BEGIN
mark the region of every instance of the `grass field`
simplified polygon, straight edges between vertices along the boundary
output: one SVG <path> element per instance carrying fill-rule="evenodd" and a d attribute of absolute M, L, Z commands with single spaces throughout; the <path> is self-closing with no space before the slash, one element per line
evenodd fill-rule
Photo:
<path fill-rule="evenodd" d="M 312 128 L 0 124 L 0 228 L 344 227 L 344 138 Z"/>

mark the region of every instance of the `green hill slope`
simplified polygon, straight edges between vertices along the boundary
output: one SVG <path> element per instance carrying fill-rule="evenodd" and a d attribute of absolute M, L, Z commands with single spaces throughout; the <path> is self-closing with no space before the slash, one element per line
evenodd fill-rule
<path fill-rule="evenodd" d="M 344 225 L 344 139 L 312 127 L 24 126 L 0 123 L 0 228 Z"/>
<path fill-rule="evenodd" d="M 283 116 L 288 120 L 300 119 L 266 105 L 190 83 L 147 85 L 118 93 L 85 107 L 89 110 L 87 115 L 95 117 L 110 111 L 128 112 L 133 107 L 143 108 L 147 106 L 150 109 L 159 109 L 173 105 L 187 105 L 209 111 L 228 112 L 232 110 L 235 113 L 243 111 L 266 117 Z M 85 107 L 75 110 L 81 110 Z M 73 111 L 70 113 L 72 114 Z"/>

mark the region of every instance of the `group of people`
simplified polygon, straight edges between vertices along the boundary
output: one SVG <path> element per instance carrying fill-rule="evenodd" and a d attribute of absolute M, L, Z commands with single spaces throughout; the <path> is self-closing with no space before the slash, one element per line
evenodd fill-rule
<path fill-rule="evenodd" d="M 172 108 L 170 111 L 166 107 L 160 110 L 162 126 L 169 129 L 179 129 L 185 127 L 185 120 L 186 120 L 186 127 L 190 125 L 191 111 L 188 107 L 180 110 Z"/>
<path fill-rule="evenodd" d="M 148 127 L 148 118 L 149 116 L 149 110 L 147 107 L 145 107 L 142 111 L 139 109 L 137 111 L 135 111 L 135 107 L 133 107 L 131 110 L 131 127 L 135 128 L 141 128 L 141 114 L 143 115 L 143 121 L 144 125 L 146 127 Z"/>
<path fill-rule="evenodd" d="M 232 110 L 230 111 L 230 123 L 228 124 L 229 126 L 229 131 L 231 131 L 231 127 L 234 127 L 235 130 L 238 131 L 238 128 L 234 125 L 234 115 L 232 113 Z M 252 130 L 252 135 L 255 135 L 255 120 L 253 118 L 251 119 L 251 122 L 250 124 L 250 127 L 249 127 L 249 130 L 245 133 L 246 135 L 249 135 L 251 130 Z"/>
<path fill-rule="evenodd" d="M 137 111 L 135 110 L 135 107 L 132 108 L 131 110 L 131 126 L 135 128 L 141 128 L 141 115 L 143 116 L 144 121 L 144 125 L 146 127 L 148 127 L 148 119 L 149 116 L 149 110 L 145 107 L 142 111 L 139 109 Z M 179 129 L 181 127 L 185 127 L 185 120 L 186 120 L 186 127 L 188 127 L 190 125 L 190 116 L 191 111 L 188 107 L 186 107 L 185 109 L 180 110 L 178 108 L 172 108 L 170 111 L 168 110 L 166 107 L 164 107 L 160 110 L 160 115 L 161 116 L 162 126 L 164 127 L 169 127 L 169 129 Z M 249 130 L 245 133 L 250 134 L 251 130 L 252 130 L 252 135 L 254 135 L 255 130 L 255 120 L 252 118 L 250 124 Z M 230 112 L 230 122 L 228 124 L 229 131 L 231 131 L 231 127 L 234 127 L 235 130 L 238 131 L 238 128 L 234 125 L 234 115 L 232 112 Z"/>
END
BEGIN
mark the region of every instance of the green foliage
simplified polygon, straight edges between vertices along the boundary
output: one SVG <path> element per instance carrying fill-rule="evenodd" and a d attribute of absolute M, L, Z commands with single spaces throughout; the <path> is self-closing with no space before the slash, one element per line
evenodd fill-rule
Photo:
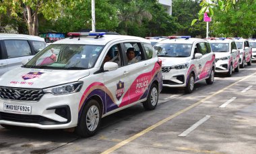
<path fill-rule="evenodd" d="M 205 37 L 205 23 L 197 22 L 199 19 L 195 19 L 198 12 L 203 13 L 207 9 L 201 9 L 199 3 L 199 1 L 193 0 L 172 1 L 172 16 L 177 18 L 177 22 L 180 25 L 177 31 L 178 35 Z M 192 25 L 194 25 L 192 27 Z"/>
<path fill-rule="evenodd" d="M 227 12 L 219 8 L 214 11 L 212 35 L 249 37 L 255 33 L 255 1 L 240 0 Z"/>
END
_Your instructions_:
Copy out everything from the line containing "mark the region of every instance of the green" down to the line containing "227 12 L 219", with both of those lines included. Omit the pictures.

_Solution to this task_:
mark the region of every instance of the green foliage
simplified polygon, straight edges between vertices along the boundary
output: one SVG <path> element per instance carrying fill-rule="evenodd" and a d attribute of absolute M, L, Z commands with single spaces throughout; the <path> is self-closing with no space before the slash, one element per line
evenodd fill-rule
Photo:
<path fill-rule="evenodd" d="M 205 37 L 205 23 L 197 22 L 199 19 L 195 19 L 198 12 L 203 13 L 207 9 L 201 9 L 199 3 L 199 1 L 193 0 L 172 1 L 172 16 L 177 18 L 177 22 L 180 25 L 177 31 L 178 35 Z M 192 25 L 194 25 L 192 27 Z"/>
<path fill-rule="evenodd" d="M 227 12 L 219 8 L 214 11 L 212 35 L 249 37 L 255 33 L 255 1 L 240 0 Z"/>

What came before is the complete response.